• **Instructions for the task**:
Return each line of the records below that contains the word "green".

· · · · · · ·

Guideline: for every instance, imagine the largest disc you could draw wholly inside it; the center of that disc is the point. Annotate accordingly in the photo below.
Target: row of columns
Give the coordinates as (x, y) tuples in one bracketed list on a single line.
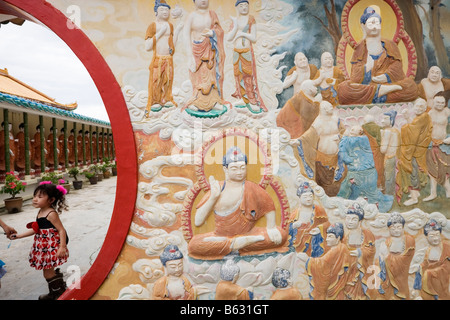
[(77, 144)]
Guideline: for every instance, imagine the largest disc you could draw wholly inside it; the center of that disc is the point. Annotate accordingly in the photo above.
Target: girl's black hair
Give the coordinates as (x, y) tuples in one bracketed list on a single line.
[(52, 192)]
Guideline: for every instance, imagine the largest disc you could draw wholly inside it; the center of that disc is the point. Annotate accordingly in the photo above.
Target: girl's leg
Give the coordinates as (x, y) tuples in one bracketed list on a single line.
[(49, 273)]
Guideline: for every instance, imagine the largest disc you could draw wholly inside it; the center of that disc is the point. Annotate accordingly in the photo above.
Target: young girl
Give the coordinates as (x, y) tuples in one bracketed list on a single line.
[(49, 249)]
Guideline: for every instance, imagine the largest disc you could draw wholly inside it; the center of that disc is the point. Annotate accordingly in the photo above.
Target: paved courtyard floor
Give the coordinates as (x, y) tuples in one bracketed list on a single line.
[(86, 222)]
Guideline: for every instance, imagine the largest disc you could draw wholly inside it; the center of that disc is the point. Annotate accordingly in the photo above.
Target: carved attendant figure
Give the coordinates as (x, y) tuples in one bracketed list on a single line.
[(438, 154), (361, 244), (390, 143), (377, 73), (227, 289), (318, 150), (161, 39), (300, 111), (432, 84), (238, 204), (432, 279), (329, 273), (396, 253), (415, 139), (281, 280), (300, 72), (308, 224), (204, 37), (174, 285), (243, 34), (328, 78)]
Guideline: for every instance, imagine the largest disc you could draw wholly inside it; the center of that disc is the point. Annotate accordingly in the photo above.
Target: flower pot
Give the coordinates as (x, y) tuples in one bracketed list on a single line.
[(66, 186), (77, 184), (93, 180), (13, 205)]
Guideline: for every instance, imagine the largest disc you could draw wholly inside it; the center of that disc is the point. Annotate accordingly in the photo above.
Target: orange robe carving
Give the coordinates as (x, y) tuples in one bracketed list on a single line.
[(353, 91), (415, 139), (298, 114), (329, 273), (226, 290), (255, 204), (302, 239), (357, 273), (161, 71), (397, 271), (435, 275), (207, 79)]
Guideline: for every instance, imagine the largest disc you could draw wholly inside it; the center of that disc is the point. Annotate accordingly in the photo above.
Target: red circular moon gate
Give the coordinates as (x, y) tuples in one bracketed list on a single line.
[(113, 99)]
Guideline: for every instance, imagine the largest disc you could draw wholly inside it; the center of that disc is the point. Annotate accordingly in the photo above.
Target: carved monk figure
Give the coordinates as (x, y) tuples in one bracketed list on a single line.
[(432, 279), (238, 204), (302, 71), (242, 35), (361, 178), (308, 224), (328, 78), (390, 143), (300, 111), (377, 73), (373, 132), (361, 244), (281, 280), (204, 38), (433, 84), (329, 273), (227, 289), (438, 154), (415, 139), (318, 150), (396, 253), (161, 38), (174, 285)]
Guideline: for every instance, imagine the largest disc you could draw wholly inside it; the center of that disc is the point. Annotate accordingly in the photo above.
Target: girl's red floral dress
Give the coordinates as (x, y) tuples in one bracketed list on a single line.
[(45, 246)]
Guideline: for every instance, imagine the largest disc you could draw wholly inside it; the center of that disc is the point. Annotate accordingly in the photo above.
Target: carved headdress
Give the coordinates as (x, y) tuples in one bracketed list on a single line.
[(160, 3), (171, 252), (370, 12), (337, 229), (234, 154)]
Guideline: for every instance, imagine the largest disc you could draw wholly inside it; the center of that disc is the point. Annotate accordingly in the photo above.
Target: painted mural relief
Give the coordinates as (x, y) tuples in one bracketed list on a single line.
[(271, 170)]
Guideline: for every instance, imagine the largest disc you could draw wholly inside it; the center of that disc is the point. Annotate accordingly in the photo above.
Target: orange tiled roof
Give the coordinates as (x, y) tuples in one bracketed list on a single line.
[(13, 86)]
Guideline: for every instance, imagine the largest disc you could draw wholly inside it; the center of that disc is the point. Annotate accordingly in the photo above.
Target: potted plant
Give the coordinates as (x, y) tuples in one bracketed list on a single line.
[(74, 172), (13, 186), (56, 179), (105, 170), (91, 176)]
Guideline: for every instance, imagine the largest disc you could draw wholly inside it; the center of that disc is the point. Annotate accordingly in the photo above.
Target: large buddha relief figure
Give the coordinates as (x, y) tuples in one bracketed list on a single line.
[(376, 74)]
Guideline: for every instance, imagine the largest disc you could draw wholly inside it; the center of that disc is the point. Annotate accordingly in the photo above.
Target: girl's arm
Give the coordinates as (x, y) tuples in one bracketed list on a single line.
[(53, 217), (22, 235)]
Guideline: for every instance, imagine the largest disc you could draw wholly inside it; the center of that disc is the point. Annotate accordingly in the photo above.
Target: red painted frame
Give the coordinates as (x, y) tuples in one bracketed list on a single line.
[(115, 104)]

· · · · · · ·

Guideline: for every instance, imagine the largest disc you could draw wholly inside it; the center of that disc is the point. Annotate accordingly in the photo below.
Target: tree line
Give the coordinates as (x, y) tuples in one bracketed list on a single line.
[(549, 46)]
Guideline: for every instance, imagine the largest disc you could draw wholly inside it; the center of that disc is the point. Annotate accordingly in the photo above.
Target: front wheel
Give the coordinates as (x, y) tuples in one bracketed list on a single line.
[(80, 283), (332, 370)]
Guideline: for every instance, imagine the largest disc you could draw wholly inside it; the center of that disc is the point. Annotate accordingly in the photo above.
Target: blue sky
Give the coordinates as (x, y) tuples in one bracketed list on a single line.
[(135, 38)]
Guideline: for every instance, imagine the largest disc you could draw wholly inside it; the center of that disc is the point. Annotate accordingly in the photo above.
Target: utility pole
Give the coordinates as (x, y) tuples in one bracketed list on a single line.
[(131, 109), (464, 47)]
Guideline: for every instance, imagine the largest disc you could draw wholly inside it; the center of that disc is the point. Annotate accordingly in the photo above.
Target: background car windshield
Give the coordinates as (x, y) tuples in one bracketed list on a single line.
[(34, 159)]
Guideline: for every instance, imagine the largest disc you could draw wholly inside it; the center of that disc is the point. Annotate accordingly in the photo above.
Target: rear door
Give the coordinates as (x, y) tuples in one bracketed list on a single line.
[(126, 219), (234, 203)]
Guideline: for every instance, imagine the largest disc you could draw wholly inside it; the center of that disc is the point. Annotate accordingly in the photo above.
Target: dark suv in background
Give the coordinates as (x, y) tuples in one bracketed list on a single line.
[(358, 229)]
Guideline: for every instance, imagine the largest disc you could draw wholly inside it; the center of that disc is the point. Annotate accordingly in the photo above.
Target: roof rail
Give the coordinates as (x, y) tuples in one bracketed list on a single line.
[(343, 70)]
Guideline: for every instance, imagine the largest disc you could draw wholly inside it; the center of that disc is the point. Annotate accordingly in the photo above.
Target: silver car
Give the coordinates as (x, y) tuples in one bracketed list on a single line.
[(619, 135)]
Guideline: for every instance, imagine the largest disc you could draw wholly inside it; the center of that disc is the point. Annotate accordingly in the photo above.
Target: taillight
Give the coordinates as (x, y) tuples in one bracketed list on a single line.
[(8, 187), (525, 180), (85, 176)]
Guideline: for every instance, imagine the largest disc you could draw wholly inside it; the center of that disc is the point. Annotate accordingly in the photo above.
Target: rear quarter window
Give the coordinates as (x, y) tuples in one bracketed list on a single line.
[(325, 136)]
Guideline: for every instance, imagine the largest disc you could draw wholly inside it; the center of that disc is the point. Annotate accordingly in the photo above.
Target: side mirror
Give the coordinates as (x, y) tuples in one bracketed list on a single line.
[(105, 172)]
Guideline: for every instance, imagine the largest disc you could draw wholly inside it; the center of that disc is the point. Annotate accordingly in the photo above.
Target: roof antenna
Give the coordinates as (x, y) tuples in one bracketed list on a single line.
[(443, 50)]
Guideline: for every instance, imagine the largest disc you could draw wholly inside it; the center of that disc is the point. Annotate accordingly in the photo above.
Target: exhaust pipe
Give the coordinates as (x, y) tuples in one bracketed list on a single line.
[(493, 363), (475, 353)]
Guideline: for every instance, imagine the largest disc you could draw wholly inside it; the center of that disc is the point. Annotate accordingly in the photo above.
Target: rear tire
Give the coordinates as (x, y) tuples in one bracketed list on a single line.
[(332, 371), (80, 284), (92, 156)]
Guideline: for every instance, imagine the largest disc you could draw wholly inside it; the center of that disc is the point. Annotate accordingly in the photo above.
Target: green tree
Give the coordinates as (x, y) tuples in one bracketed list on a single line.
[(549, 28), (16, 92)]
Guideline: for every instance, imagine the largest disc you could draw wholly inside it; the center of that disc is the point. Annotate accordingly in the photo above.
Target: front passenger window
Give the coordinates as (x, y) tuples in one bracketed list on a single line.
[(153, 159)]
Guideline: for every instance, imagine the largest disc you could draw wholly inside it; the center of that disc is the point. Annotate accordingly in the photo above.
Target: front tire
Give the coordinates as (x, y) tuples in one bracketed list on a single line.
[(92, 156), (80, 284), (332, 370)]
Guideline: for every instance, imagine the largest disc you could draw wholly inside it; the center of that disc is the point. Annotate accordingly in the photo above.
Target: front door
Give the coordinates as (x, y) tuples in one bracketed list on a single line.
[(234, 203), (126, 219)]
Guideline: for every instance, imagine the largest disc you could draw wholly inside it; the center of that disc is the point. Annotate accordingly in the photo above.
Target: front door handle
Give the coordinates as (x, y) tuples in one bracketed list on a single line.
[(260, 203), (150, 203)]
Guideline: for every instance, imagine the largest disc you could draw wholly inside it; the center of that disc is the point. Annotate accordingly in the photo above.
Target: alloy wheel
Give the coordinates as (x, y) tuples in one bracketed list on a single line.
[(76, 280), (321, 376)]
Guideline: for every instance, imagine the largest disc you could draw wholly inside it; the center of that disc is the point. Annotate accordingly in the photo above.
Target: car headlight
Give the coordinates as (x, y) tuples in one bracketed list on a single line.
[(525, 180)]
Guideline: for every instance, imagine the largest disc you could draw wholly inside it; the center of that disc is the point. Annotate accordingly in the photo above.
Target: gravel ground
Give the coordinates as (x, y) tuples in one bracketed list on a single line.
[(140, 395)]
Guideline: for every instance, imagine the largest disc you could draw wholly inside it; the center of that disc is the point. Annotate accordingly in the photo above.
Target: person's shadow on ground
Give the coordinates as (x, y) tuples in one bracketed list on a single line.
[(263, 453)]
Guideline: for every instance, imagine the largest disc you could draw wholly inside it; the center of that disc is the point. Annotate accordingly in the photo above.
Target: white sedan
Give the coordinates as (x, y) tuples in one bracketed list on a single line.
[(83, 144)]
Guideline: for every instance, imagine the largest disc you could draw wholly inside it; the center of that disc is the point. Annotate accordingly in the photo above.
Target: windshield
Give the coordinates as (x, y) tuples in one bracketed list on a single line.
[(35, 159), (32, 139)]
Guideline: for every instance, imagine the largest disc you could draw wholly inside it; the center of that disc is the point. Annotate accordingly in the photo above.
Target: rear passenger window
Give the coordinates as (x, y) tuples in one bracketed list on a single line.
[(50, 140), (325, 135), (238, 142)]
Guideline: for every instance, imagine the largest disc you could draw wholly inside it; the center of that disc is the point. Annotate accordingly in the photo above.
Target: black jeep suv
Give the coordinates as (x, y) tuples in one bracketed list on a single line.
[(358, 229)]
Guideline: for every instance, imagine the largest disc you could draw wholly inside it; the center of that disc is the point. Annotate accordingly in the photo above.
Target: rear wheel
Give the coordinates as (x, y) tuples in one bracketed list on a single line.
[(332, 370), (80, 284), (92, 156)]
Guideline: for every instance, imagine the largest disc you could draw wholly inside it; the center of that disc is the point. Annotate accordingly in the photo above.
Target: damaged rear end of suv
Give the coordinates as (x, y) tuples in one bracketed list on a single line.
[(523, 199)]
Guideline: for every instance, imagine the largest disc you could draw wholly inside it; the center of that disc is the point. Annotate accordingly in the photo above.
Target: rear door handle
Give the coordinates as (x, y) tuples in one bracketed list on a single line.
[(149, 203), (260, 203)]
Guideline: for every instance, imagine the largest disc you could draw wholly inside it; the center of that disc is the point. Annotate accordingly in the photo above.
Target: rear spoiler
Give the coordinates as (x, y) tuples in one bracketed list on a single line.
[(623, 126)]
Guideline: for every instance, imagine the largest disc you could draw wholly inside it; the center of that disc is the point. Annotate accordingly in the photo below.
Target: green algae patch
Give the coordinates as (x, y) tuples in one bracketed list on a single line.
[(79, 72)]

· · · · · · ·

• **The result**:
Target: green tree
Target: green algae patch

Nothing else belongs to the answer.